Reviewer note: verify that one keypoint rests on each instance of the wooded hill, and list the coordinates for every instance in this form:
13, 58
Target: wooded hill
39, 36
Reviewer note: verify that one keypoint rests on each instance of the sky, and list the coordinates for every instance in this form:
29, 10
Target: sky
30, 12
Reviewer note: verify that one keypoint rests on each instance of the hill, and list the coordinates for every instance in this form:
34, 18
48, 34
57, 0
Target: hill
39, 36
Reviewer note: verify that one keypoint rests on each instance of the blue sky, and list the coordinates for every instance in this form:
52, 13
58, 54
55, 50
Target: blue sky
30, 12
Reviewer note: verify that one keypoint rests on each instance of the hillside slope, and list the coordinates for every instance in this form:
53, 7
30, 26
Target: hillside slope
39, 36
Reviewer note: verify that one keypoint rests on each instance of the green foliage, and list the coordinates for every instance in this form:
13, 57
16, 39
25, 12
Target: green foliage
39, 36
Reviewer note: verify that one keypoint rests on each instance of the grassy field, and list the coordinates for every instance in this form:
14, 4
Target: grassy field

----

__What is required__: Without omitting any record, transcribe the data exactly.

__Problem solution__:
Reviewer note: verify that one keypoint rests on each instance of the wooded hill, and list the coordinates for every instance in this form:
13, 58
Target: wooded hill
39, 36
Reviewer note: verify that one keypoint rests on each instance of the sky, and list the coordinates for every instance in this form:
29, 10
Target: sky
30, 12
Reviewer note: verify that one keypoint rests on each instance of the hill, and list the coordinates for every instance in this form:
34, 18
48, 34
57, 0
Target: hill
39, 36
Reviewer note: verify that one keypoint rests on each instance of the blue sky, and list the coordinates for every instance in this form:
52, 13
58, 54
55, 50
Target: blue sky
30, 12
Reviewer note: verify that one keypoint rests on each instance of the hillside slope, and list the coordinates for every instance in this form:
53, 7
30, 26
Target: hillside slope
39, 36
Reviewer note: verify that one keypoint rests on each instance of the green foliage, and list the coordinates for every instance in this form:
13, 57
16, 39
25, 12
Target: green foliage
39, 36
Reviewer note: verify that one keypoint rests on each instance of the grassy field, and list the coordinates for every instance in this form:
14, 4
Target: grassy field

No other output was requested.